### [Text excerpt]
• • • • • • •

Straight U with stroke (Ұ ұ; italics: Ұ ұ), is a letter of the Cyrillic script. In Unicode, this letter is called "Straight U with stroke". Its form is the Cyrillic letter Ue (Ү ү Ү ү) with a horizontal stroke through it.

==Usage==
Kazakh Short U is used only in the alphabet of the Kazakh language, where it represents the near-close near-back rounded vowel //ʊ//, like the pronunciation of the oo in "book". In other circumstances, it is used as a replacement for the former letter to represent the close front rounded vowel //y// in situations where it would be easily confused with Cyrillic У у. It is romanized as ū in Kazakh (2021 reform).

• • • • • • •

### [Given data]
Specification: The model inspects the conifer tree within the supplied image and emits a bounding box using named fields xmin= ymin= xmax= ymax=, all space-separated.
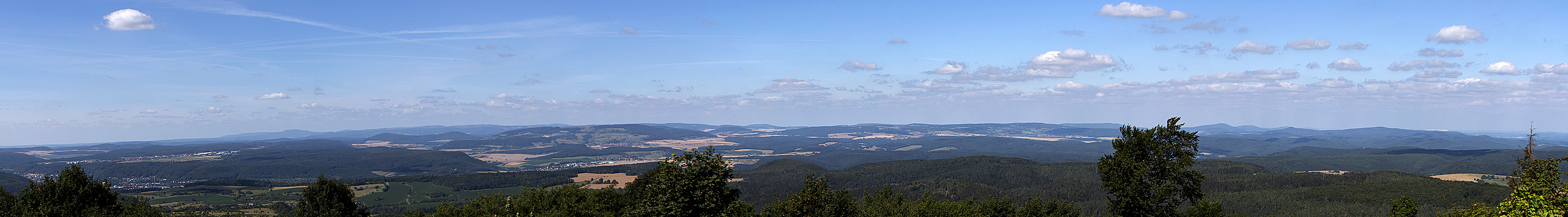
xmin=1099 ymin=117 xmax=1204 ymax=217
xmin=295 ymin=175 xmax=370 ymax=217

• • • • • • •

### [Set problem 1]
Write out everything from "Straight U with stroke (Ұ" down to "Kazakh (2021 reform)." in the passage on the Cyrillic letter Ұ.
### [Set problem 2]
According to the passage on the Cyrillic letter Ұ, what is the form of this letter?
### [Set problem 3]
Carry on the passage about the Cyrillic letter Ұ from its final sentence.

### [Written answer 1]
Straight U with stroke (Ұ ұ; italics: Ұ ұ), is a letter of the Cyrillic script. In Unicode, this letter is called "Straight U with stroke". Its form is the Cyrillic letter Ue (Ү ү Ү ү) with a horizontal stroke through it.

==Usage==
Kazakh Short U is used only in the alphabet of the Kazakh language, where it represents the near-close near-back rounded vowel //ʊ//, like the pronunciation of the oo in "book". In other circumstances, it is used as a replacement for the former letter to represent the close front rounded vowel //y// in situations where it would be easily confused with Cyrillic У у. It is romanized as ū in Kazakh (2021 reform).

### [Written answer 2]
It is the Cyrillic letter Ue (Ү ү) with a horizontal stroke through it.

### [Written answer 3]
==Unicode==

Character information
| Preview | Ұ |  | ұ |  |
|---|---|---|---|---|
| Unicode name | CYRILLIC CAPITAL LETTER STRAIGHT U WITH STROKE |  | CYRILLIC SMALL LETTER STRAIGHT U WITH STROKE |  |
| Encodings | decimal | hex | dec | hex |
| Unicode | 1200 | U+04B0 | 1201 | U+04B1 |
| UTF-8 | 210 176 | D2 B0 | 210 177 | D2 B1 |
| Numeric character reference | &#1200; | &#x4B0; | &#1201; | &#x4B1; |
| KZ-1048 | 162 | A2 | 163 | A3 |
| Mac OS Turkic Cyrillic | 173 | AD | 214 | D6 |
| KOI8-C/KOI8-CA | 150 | 96 | 134 | 86 |
| Code page 58152 | 246 | F6 | 247 | F7 |

==See also==
- Ú ú : Latin letter Ú
- У у : Cyrillic letter U
- У́ у́ : Cyrillic letter U with acute
- Ў ў : Cyrillic letter short U
- Ү ү : Cyrillic letter Ue (straight U)
- Cyrillic characters in Unicode
- ¥ (Japanese yen or Chinese yuan)
- Ɏ (Latin letter Y with stroke)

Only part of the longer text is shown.